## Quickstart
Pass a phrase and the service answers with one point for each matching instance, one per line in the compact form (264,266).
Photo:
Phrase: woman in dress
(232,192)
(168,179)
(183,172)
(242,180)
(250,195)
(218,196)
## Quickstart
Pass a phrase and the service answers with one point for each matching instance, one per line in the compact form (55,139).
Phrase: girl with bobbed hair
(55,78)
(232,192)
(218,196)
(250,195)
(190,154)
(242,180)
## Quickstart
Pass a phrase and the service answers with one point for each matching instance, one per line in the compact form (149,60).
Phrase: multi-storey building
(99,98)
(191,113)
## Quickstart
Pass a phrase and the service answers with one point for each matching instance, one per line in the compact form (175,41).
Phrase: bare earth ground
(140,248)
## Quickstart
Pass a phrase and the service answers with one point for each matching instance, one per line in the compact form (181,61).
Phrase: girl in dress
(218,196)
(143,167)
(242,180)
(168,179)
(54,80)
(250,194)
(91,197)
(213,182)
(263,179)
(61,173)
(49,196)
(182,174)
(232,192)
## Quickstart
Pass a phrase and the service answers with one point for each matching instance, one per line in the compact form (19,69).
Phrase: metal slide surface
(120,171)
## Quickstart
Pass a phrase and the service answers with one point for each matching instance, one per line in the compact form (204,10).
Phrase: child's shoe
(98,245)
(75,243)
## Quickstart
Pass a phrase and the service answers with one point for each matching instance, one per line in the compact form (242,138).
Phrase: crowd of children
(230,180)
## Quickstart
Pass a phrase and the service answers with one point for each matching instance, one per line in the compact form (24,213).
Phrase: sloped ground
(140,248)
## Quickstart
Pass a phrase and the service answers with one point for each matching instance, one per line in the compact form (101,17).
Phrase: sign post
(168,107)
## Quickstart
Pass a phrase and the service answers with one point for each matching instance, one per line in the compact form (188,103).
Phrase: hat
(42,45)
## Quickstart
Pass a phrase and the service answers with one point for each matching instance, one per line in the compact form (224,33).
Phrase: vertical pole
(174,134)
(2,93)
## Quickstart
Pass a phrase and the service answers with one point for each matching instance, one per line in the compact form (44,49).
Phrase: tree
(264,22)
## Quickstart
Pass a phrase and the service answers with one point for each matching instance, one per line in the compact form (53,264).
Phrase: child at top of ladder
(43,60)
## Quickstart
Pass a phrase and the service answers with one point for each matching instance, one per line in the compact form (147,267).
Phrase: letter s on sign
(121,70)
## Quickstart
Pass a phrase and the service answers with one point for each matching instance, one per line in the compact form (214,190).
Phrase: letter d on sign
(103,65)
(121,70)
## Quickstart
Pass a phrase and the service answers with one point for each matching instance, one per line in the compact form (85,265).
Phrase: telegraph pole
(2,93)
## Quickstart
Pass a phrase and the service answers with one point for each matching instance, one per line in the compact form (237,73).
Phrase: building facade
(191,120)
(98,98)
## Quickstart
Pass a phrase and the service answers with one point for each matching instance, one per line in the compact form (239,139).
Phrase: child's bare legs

▸ TASK OBJECTIVE
All of the entries must be quoted exactly; please include each one.

▸ ANSWER TO THIS TASK
## Quickstart
Pass a phrase and the service answers with one point for each matching instance, one per line in the compact form (264,266).
Photo:
Phrase: woman in dress
(232,192)
(168,179)
(183,172)
(242,180)
(250,195)
(218,196)
## Quickstart
Pass a phrase and the service answers with one point for each matching instance, one per line in the compact form (55,139).
Phrase: girl with bobbed hair
(55,78)
(232,192)
(218,196)
(250,195)
(190,154)
(242,180)
## Quickstart
Pass a phrase and the service answers with one point for each matching instance, one per line in the compact form (149,60).
Phrase: multi-storey building
(99,98)
(191,113)
## Quickstart
Pass a phrase and the service answers with one point for each matching instance, one per line in the compact form (175,41).
Phrase: bare earth ground
(140,248)
## Quickstart
Pass a phrase and the service answers with one point for each matching instance, one per line in the compact form (181,61).
Phrase: girl in dress
(218,196)
(143,167)
(242,180)
(168,179)
(54,80)
(250,194)
(91,197)
(213,182)
(263,179)
(61,173)
(49,196)
(182,174)
(232,192)
## Quickstart
Pass a phrase and the service answers with one point for each matching instance, one per line in the compact form (19,69).
Phrase: metal slide surface
(120,171)
## Quickstart
Pass a phrase and the service answers with one point for each matching instance, one per line in the compact form (204,10).
Phrase: child's shoe
(98,245)
(75,243)
## Quickstart
Pass a phrase and the service answers with one point for each matching instance, one per line in the compact form (242,138).
Phrase: crowd of children
(230,180)
## Quickstart
Pass a phrase and the service answers with one point for each matching instance, one per line in the compact form (24,213).
Phrase: sloped ground
(140,248)
## Quickstart
Pass a phrase and the service answers with one point for each matching instance, one per line in the compact form (101,17).
Phrase: sign post
(168,107)
## Quickstart
Pass a phrase and the service answers with one point for each matching instance, one per line in the compact form (188,103).
Phrase: hat
(42,45)
## Quickstart
Pass a phrase and the service answers with one point for each matching instance, one per line in the compact form (224,33).
Phrase: vertical pole
(174,134)
(2,93)
## Quickstart
Pass a phrase and the service answers with one point for each matching instance, one per line in the compact form (44,49).
Phrase: tree
(264,22)
## Quickstart
Pass a phrase and the service answers with one point for each matching instance, one per line in the compact form (53,264).
Phrase: child at top of ladder
(43,60)
## Quickstart
Pass a phrase and the service answers with one point for each matching instance, one per line in the compact form (147,267).
Phrase: letter s on sign
(121,70)
## Quickstart
Pass a phrase and the service answers with one point for each matching instance, one per line in the compact form (214,190).
Phrase: letter d on sign
(103,65)
(121,70)
## Quickstart
Pass a phrase and the service answers with one point for each matching instance, one per line in the compact form (85,265).
Phrase: telegraph pole
(2,93)
## Quickstart
Pass a phrase and the service answers with one point for each matching instance, one per line in the compact form (237,73).
Phrase: building facade
(191,120)
(98,98)
## Quickstart
Pass a phrase and the service answers with one point for each matching instance, one per line in the compact form (239,139).
Phrase: child's bare legs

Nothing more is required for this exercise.